EXERCISES TO COMPLETE:
**a.** According to the passage on study methods, how many clerkship convenors from the Mexican university were interviewed?
**b.** Repeat word for word the portion of the passage on study methods starting at "Ethical clearance from" and ending at "with nonresponsive invitees.".

EXTRACT TO READ:

>>>>>

Given the pivotal role of clerkship convenors in assessment in their contexts, participants were clerkship convenors from varied Southern settings. Data was collected through in-depth semi-structured qualitative interviews. Convenience sampling was employed at two public (state) research-intensive universities in South Africa (eighteen participants; labelled “SA”) and one private non-profit teaching-intensive university in Mexico (thirteen participants; labelled “MX”). Authors Sims and Cilliers organised the interviews in South Africa, Lucio-Ramirez in Mexico. Despite the use of convenience sampling, there was participant diversity in terms of gender, career stage (early, mid and late), academic position (senior lecturer through to full professor), clinical disciplines (bioethics, community health, emergency medicine, family medicine, haematological pathology, paediatrics, public health, medical virology, neonatology, neurology, obstetrics and gynaecology, internal medicine, surgery) and contexts (colonial histories seen in the languages of instruction, and institutional and national cultures) (see Sims & Cilliers, 2023a, for detail on educational and sociocultural contexts).

Ethical clearance from participating universities was obtained. Participants were invited to participate via email including a brief explanation of the study and purpose of the interview. Thirty-one (31) clerkship convenors were interviewed: 12/12 from the first South African university, 6/8 at the second South African university, and 13/60 from the Mexican university (31/80 = 38.75%). Once-off, one-on-one, in-person interviews took place at a time and location of the participant’s choosing (clinical and university settings). Informed consent was obtained after introducing the study topic at the start of the interview but before any questions were posed. Reasons for nonparticipation were not explored as there was no follow-up with nonresponsive invitees.

<<<<<

RECORD SET:
>>>>>

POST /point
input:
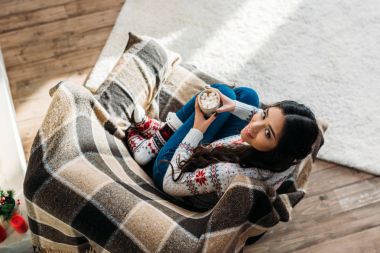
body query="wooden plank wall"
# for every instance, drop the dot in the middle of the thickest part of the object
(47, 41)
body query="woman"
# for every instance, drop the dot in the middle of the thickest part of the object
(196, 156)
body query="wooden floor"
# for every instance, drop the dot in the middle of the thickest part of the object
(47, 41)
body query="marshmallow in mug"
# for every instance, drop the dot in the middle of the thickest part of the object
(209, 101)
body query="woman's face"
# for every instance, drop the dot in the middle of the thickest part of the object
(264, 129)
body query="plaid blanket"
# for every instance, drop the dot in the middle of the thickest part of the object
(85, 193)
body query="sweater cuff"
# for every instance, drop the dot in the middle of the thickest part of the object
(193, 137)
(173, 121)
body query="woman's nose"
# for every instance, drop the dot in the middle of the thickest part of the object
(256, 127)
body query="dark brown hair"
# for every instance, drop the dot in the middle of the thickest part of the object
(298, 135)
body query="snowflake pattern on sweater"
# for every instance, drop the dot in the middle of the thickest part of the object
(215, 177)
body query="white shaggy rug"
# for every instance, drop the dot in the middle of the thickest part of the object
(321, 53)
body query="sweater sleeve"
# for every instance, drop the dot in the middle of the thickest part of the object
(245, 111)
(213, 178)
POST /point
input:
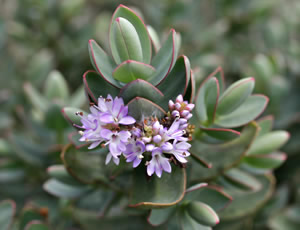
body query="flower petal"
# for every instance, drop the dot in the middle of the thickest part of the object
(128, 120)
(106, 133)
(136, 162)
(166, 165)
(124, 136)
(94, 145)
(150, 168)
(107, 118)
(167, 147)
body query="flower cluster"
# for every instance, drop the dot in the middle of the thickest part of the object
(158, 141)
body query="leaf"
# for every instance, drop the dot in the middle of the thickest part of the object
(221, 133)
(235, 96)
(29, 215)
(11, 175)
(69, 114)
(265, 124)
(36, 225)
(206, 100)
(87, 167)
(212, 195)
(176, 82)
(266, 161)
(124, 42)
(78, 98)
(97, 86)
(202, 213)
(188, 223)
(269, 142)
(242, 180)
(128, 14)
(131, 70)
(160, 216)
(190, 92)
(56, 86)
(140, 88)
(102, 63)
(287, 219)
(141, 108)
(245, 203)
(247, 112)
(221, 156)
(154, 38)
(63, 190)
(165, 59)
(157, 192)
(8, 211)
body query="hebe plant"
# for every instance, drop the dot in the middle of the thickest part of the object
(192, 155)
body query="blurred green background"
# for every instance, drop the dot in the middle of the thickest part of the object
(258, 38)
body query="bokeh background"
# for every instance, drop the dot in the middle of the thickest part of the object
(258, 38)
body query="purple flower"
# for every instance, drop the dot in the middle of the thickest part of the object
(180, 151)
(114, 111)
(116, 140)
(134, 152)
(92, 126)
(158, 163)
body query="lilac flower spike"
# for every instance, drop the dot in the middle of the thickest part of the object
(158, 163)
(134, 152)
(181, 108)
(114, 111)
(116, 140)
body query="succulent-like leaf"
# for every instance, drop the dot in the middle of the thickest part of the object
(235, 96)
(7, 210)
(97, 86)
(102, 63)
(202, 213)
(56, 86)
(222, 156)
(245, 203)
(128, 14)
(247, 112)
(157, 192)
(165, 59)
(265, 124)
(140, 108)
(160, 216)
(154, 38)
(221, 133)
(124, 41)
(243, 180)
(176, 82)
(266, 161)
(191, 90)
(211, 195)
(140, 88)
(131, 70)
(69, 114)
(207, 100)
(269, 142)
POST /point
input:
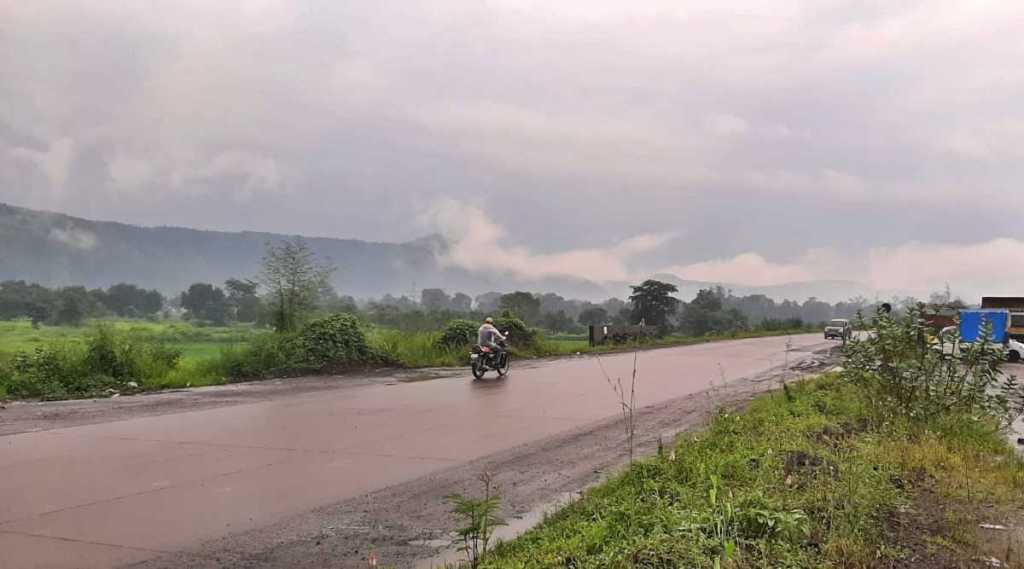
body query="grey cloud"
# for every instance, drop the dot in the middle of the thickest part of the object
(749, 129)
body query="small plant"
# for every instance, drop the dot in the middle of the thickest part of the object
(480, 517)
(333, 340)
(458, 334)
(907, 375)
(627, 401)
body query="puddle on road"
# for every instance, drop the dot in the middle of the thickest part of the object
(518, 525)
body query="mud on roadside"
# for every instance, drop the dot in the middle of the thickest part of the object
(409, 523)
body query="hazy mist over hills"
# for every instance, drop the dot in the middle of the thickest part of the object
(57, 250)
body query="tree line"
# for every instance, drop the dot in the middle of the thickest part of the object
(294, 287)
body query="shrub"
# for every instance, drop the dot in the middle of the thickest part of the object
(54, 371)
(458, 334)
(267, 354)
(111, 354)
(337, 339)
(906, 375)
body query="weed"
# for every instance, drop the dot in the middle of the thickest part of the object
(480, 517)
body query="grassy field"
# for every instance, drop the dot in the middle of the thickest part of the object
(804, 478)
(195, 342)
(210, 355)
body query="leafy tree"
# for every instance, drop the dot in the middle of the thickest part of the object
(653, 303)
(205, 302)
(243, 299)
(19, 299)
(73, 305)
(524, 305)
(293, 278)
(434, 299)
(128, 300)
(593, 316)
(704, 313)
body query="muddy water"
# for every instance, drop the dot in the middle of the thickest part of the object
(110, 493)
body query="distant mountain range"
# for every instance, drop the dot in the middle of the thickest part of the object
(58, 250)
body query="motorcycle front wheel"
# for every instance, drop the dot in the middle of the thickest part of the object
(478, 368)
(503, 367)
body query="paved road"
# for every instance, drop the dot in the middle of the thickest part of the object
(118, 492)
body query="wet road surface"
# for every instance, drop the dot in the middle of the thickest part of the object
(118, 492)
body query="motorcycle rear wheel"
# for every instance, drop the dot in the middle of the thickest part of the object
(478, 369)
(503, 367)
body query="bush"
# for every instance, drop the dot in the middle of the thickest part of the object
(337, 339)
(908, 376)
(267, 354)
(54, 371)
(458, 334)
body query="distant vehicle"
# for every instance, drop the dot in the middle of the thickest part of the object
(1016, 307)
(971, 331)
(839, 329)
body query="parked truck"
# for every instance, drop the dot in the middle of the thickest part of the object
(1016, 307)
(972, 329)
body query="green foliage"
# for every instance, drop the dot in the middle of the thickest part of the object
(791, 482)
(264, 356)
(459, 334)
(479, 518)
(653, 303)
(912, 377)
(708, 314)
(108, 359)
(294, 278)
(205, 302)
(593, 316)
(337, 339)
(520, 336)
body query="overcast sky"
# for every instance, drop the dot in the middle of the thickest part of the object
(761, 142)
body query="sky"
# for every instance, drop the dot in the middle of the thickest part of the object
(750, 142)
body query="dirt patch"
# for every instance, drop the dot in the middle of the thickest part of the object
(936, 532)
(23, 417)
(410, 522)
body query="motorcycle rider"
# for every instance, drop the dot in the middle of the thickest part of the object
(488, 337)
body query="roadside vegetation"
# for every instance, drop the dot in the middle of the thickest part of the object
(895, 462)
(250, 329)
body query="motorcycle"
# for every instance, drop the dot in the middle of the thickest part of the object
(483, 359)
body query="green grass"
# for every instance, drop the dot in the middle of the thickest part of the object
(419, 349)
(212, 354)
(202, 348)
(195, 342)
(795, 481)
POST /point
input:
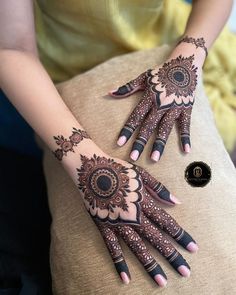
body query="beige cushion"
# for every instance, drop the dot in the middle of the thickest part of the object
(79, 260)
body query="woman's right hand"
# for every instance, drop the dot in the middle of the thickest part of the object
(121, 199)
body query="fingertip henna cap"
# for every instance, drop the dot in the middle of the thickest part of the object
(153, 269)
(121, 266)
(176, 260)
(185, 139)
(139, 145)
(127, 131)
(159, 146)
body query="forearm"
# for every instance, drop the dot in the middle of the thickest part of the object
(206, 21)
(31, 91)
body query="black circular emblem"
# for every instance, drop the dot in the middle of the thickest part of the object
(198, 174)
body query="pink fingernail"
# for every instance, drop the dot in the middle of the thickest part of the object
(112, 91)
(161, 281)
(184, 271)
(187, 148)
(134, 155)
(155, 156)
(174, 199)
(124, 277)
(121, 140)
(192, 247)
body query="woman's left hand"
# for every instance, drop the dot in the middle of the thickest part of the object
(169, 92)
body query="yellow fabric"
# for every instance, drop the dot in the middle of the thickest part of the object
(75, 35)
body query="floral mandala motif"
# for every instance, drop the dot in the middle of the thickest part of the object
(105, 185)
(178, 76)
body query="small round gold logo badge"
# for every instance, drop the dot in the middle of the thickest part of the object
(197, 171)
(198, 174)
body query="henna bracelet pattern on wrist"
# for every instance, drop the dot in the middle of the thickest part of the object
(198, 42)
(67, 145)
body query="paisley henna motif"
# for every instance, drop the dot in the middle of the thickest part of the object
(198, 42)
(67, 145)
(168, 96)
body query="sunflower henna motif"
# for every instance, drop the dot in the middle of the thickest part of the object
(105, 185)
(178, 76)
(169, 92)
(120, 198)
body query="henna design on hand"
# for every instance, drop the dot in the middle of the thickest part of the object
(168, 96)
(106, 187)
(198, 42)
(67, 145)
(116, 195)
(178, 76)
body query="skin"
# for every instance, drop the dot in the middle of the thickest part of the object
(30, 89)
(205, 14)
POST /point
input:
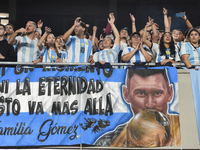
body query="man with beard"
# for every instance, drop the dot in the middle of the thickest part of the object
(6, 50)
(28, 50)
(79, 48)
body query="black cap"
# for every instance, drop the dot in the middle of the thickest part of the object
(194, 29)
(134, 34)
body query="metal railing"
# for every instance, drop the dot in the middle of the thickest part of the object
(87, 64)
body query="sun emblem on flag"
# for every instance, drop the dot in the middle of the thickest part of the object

<<<<<

ANSWERS TO THIS EXERCISE:
**a.** Thirteen of sixty (13/60).

**b.**
Ethical clearance from participating universities was obtained. Participants were invited to participate via email including a brief explanation of the study and purpose of the interview. Thirty-one (31) clerkship convenors were interviewed: 12/12 from the first South African university, 6/8 at the second South African university, and 13/60 from the Mexican university (31/80 = 38.75%). Once-off, one-on-one, in-person interviews took place at a time and location of the participant’s choosing (clinical and university settings). Informed consent was obtained after introducing the study topic at the start of the interview but before any questions were posed. Reasons for nonparticipation were not explored as there was no follow-up with nonresponsive invitees.